READING TEXT:
begin

Honorable Madam Speaker!
The mission of the Coalition for Reforms, Integration and Consolidated Institutions (KRIIK) is to protect and guarantee the human rights and freedoms, as well as the full dimension of human security by strengthening the rule of law, democratic governance, encourage civic engagement, as well as encourage full responsibility, transparency, and accountability of public and political institutions.
In cooperation with, or in the framework of the Coalition of Domestic Observers (CDO), KRIIK, as one of the main and leading organizations of CDO, has continuously followed, especially after the Electoral Reform of July 2012, the development of all political and institutional processes and developments that affect, directly or indirectly, the integrity of the electoral processes.
Since the decree of the election date by the President of the Republic, KRIIK is closely following the situation in the country, the political and institutional developments, as well as is monitoring the preparatory work for the election process taking place on 14 May 2023, by also being officially accredited by the Central Election Commission through Decision No. 38, dated 08.02.2023, of the CEC.
As it has been widely made public, the main philosophy and strategy of KRIIK is to guarantee integrity and strengthen the Independent Institution of the Central Election Commission (CEC), for the unequivocal implementation of the law, the preservation of independence and impartiality, as well as the proactive approach and achieved performance in relation to guaranteeing the integrity of elections in the country, especially of the electoral process itself.

end

REQUESTS:
**a.** Condense the paragraph of the KRIIK statement that begins "Since the decree of the election date" into a shorter version that keeps its main facts.
**b.** Set down the KRIIK statement word for word from "Honorable Madam Speaker!" up to and including "and political institutions.".
**c.** According to the KRIIK statement, which CEC decision officially accredited KRIIK, and on what date?
Rely only on the KRIIK statement for everything that follows.

INFORMATION GIVEN:
begin

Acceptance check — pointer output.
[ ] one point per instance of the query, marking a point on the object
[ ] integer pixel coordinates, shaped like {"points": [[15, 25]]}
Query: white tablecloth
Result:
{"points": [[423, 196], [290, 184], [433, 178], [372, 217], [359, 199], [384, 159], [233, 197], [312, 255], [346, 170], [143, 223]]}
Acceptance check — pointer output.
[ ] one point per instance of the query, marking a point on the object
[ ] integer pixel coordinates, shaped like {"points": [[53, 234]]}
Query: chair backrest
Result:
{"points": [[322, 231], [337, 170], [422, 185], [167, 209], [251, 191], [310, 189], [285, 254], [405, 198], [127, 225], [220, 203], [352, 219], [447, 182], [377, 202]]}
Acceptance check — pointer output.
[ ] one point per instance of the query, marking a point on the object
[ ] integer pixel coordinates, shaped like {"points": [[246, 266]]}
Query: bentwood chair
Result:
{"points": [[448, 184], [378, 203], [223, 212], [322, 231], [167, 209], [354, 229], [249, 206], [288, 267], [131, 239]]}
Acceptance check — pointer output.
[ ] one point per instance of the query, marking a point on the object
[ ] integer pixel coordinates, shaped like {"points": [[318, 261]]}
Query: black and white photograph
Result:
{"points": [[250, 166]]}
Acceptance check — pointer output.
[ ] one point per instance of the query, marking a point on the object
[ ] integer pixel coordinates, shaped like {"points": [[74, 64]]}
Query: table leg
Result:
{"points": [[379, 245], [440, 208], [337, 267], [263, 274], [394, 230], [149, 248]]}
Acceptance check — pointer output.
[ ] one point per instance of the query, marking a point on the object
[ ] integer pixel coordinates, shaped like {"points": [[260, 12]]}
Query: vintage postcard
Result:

end

THE SOLUTIONS:
**a.** Since the President of the Republic decreed the election date, KRIIK has closely followed the country's situation and its political and institutional developments. It is also monitoring preparations for the 14 May 2023 election, with official accreditation from the Central Election Commission through CEC Decision No. 38 of 08.02.2023.

**b.**
Honorable Madam Speaker!
The mission of the Coalition for Reforms, Integration and Consolidated Institutions (KRIIK) is to protect and guarantee the human rights and freedoms, as well as the full dimension of human security by strengthening the rule of law, democratic governance, encourage civic engagement, as well as encourage full responsibility, transparency, and accountability of public and political institutions.

**c.** Decision No. 38 of the CEC, dated 08.02.2023.